Region labeling lines:
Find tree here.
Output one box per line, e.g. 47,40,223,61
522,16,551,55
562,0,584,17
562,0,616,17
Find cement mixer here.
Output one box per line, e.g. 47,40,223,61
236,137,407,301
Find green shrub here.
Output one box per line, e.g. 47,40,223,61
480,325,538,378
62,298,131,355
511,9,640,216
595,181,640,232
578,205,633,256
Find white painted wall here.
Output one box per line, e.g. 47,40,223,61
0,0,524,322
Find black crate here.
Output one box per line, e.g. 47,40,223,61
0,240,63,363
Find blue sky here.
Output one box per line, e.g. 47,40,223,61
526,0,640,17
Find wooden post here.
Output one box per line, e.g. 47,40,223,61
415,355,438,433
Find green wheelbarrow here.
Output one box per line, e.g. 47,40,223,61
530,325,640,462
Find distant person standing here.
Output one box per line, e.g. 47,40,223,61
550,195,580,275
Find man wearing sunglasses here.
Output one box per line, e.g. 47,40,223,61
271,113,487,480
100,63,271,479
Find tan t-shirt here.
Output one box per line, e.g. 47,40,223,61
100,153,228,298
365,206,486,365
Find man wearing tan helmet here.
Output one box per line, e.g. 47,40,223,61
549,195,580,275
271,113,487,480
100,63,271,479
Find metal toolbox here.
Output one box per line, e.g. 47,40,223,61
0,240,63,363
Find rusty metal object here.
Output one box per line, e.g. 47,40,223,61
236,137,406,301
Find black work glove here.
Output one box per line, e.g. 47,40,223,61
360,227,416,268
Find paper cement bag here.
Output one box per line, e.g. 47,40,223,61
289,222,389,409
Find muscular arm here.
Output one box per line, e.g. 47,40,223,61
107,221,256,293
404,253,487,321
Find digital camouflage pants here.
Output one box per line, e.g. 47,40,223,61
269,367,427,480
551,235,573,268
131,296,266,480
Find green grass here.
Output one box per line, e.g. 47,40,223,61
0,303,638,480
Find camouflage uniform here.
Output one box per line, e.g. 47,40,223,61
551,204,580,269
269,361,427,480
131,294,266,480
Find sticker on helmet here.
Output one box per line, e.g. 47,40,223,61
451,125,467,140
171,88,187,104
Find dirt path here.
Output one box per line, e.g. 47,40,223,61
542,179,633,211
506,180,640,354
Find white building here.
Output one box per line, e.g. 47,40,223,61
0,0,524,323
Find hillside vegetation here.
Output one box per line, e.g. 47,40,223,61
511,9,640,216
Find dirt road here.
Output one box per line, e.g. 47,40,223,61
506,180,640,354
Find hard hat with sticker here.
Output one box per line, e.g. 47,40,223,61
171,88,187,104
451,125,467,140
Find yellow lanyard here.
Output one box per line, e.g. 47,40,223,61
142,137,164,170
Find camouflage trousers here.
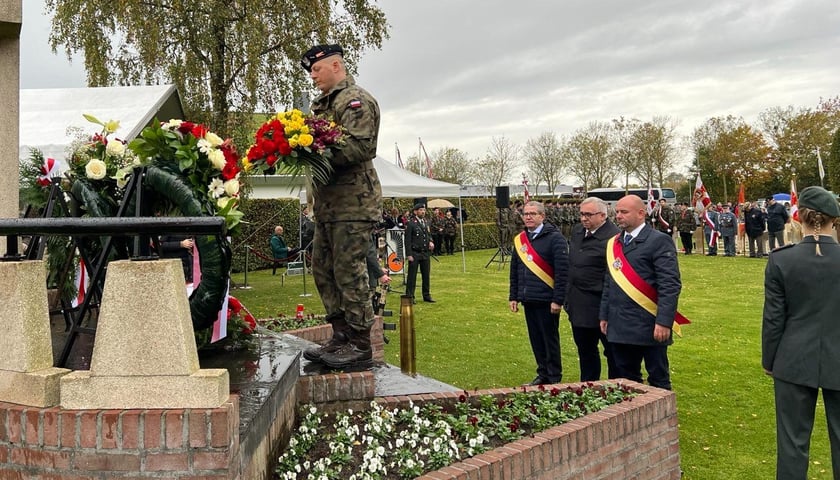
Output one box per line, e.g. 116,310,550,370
312,222,373,331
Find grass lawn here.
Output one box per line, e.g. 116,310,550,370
228,250,832,480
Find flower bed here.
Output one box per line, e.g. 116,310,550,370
278,382,679,479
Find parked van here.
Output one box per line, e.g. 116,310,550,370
587,188,677,207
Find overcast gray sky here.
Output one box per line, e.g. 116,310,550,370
21,0,840,176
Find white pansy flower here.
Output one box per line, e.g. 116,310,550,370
85,159,108,180
105,140,125,157
207,148,225,170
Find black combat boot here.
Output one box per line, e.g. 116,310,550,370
303,312,350,362
321,328,373,369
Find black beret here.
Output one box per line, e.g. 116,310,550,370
799,187,840,218
300,44,344,72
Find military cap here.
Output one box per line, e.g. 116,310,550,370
300,44,344,72
799,187,840,218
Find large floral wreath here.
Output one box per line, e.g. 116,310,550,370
60,115,242,330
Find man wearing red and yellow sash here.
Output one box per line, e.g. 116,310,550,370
508,202,569,385
600,195,682,390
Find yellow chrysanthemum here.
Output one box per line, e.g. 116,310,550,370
298,133,315,147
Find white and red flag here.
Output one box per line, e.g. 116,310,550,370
694,174,712,210
37,158,58,187
790,179,799,222
70,258,90,308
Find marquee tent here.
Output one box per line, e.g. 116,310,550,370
18,85,184,169
250,156,467,271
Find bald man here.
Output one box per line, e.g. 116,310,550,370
599,195,682,390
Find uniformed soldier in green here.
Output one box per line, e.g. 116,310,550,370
761,187,840,480
301,45,382,368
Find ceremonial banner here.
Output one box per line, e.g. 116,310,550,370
790,178,799,222
607,233,691,337
513,232,554,288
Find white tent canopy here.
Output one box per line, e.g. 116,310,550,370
18,85,184,169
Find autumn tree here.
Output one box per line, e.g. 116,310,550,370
759,97,840,191
611,117,642,188
692,115,774,200
473,137,519,193
630,116,677,186
562,122,616,191
46,0,388,139
522,132,566,195
432,147,472,185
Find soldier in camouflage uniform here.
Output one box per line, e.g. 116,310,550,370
301,45,382,368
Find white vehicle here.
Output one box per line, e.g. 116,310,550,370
586,188,677,207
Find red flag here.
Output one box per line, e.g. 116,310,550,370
790,179,799,222
645,182,656,215
694,174,712,209
417,137,435,178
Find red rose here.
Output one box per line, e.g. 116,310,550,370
178,122,195,133
222,161,239,180
190,124,207,138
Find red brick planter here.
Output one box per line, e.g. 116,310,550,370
377,380,680,480
0,395,239,480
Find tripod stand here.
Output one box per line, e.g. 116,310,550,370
484,208,511,270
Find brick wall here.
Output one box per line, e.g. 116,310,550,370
0,395,239,480
376,380,680,480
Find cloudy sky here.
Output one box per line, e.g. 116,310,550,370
21,0,840,180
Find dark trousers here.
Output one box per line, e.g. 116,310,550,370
443,235,455,255
405,257,432,298
522,302,563,383
680,232,694,253
572,326,616,382
773,379,840,480
610,343,671,390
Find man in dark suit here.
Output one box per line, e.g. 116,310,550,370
508,202,569,385
405,203,435,303
600,195,682,390
761,187,840,480
565,197,619,382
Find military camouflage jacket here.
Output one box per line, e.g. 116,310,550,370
312,75,382,222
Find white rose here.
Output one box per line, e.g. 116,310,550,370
204,132,224,147
225,178,239,197
216,197,233,210
207,148,225,170
85,159,108,180
105,140,125,157
207,178,225,198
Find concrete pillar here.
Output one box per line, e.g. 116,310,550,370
61,260,230,409
0,0,23,254
0,261,70,407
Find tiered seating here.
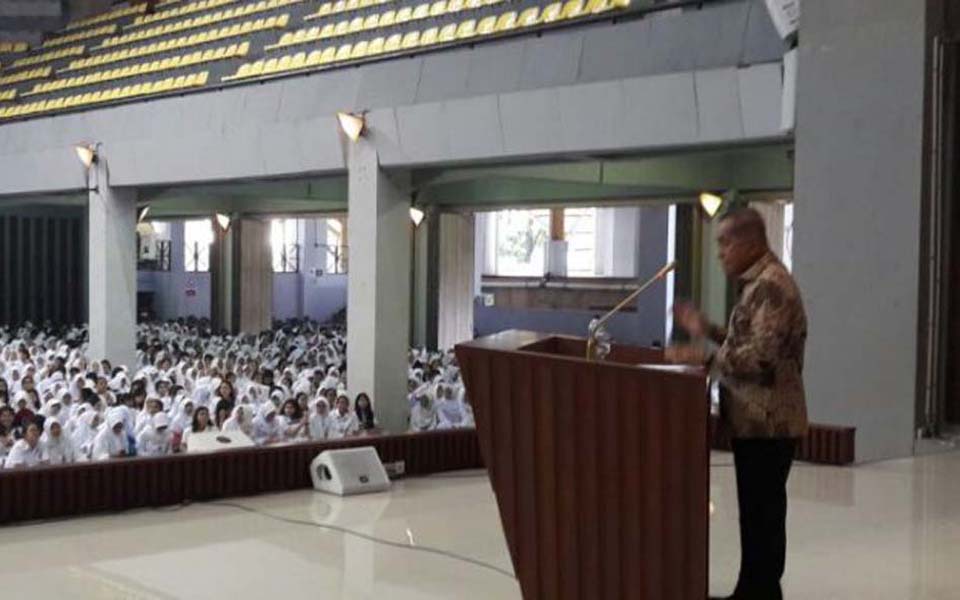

Directions for this task: Update all of the lines above by replacing "Output one box per line" with "List each box on its own line" and leaving everything else the same. Omit the pictures from your answer.

Solution for this problem:
Find tree here.
List each box on its own line, e.g. 47,40,223,61
522,16,551,55
562,0,584,17
562,0,616,17
Find cement mixer here.
List each box on its own line, e.g. 47,40,223,61
236,137,407,301
Find green shrub here.
List each box on its own line, e.g. 47,40,223,61
480,325,538,378
62,298,131,355
511,9,640,216
595,181,640,232
578,205,633,256
Find white painted wall here.
List each box on its own line, e.g. 47,40,223,61
0,0,524,322
Find black crate here.
List each box on its own line, e.g. 47,40,223,61
0,240,63,363
Find blue sky here.
List each box on its own line, e.g. 47,40,223,61
526,0,640,17
Find wooden post here.
List each box on its own line, e.g. 47,40,223,61
415,355,438,433
Find green wheelbarrow here.
List each box on its own line, e.g. 47,40,223,61
530,325,640,462
Find distant person standing here.
List each box on its own line, e.g. 47,40,223,61
550,195,580,275
Find man wearing sunglasses here.
List each box on its own line, e.g. 47,40,223,61
271,113,487,480
100,63,271,479
Find tan t-shirt here.
List each box on its own line, e.g. 47,40,223,61
100,153,228,298
365,206,486,365
Find man wearing tan helmet here.
List each box on its own line, e.g. 47,40,223,61
549,195,580,275
271,113,487,480
100,63,271,479
Find metal toolbox here.
List each box on its own line, e.g. 47,40,223,61
0,240,63,363
Find rusty metal object here.
List each box on its own line, e.g. 47,40,223,61
236,137,406,301
Find black work glove here.
List each box on its own line, e.g. 47,40,223,61
360,227,416,268
Find paper cement bag here.
List each box on its own line, e.g. 47,40,223,61
289,222,389,409
Find muscular arm here.
List each box on its own line, e.g. 47,40,223,61
107,221,256,293
404,253,487,321
Find digital camouflage pants here.
List each box on its own line, e.g. 47,40,223,61
269,367,427,480
551,235,573,268
131,296,266,480
Find green grass here.
List each box on its own line, e.g. 47,40,223,61
0,303,638,480
Find camouflage uniform here.
List each box on its own line, e.g. 47,40,223,61
551,204,580,269
269,361,427,480
131,294,266,480
Find sticker on helmet here.
List each box on its own line, e.g. 47,40,223,61
451,125,467,140
171,88,187,104
Find dirt path here.
List each box on its own line, e.g. 47,40,223,61
542,179,633,211
506,180,640,354
Find white building here.
List each box on its own line, e.g. 47,40,223,61
0,0,524,323
Find hillside vegetation here.
List each box on its own line, e.g. 47,40,223,61
511,9,640,216
Find dirt road here.
List each box on its own line, e.g. 47,40,223,61
506,180,640,354
Find hard hat with sticker here.
List each box on its own line, e.g. 47,40,223,61
171,88,187,104
451,125,467,140
Find yellow lanyard here.
List each box on its own line, e.g. 47,40,223,61
142,137,164,170
Find camouflage trousers here.
List each box on its own line, e.g. 116,310,550,370
312,222,373,331
Find grass lawn here.
List each box on its own line, e.g. 116,310,550,370
228,250,832,480
Find flower bed here.
List each box on its own line, e.g. 116,310,550,370
278,382,679,479
Find parked van here.
List each box on its own line, e.g. 116,310,550,370
587,188,677,207
Find overcast gray sky here.
List each box on its own line, e.g. 116,310,550,370
21,0,840,176
Find white pansy flower here.
List each box on its own line, e.g. 116,310,550,370
85,159,108,180
105,140,125,157
207,148,225,170
Find black combat boot here.
List each box on its own line, e.g. 116,310,550,370
303,312,350,362
321,328,373,369
Find black beret here.
List each box on its own line, e.g. 116,310,550,370
799,187,840,218
300,44,344,72
Find military cap here.
List each box on its own line, e.g. 116,310,550,370
300,44,344,72
799,187,840,218
Find large floral wreath here.
List each box on its own line, e.g. 116,310,550,370
60,115,242,330
Find man wearing red and yellow sash here.
List each box on its own line, e.g. 116,310,550,370
508,202,569,385
600,195,682,390
Find yellow chrysanthemum here.
List each box on its own line, e.g. 116,310,550,370
298,133,315,147
Find white and red flag here.
List each box on its own line, e.g. 116,310,550,370
694,174,712,210
37,158,58,187
790,179,799,222
70,258,90,308
Find marquee tent here.
List each box on its own line, e.g. 116,310,550,370
18,85,184,169
250,156,467,271
Find bald man here.
List each box on its own line, e.g. 116,310,550,370
599,195,682,390
Find uniformed soldier in green here.
List each box on its own line, e.g. 116,310,550,370
761,187,840,480
301,45,382,368
Find ceremonial banner here.
List each box on its own line, e.g. 116,310,550,370
790,178,799,222
607,233,691,337
513,232,554,288
Find white tent canopy here.
List each box on its own line, e.g. 116,310,550,370
18,85,184,169
Find autumn tree here.
List each box on its own line, e.g. 116,310,550,370
759,97,840,191
611,117,642,188
692,115,774,200
473,137,519,193
630,116,677,186
562,122,616,191
46,0,388,139
522,132,566,195
432,147,472,185
Find soldier in camouflage uniform here.
List each box on its own line, e.g. 116,310,550,370
301,45,382,368
Find white vehicle here.
List each box on its own line, e.g. 116,310,550,370
586,188,677,207
Find red flag here.
List each box on its own line, e.g. 116,310,550,370
790,179,799,222
645,182,656,215
694,174,712,209
417,137,435,178
Find red rose here.
List each box on its own line, e.g. 116,310,550,370
178,122,195,133
222,161,239,180
190,124,207,138
Find red brick planter here.
List each box on its own line, e.g. 116,310,550,370
377,380,680,480
0,395,239,480
Find tripod stand here.
List each box on its own line, e.g. 116,310,550,370
484,208,511,270
Find brick wall here.
List each box on its own line, e.g. 116,310,550,370
0,395,239,480
376,380,680,480
Find cloudy sky here.
List each box on its own line, e.g. 116,310,550,370
21,0,840,180
Find dark trousers here.
List each box on its own line, e.g. 116,310,550,370
443,235,455,255
405,257,432,298
522,302,563,383
680,232,694,253
572,326,616,382
773,379,840,480
610,343,671,390
Find man in dark suit here.
List each box on its own line, e.g. 116,310,550,370
508,202,569,385
405,203,435,303
600,195,682,390
761,187,840,480
565,197,619,382
Find military camouflage jacket here.
List each box on its own line, e.g. 116,310,550,370
312,75,382,222
Find white rose here.
List each box on its own line, e.g. 116,310,550,370
204,132,224,147
225,178,239,197
216,197,233,210
207,148,225,170
85,159,108,180
105,140,125,157
207,178,225,198
Find concrete pillar here.
List each box on its own line, e.g. 116,310,550,370
61,260,230,409
0,0,23,254
0,261,70,407
Find tiered seating here.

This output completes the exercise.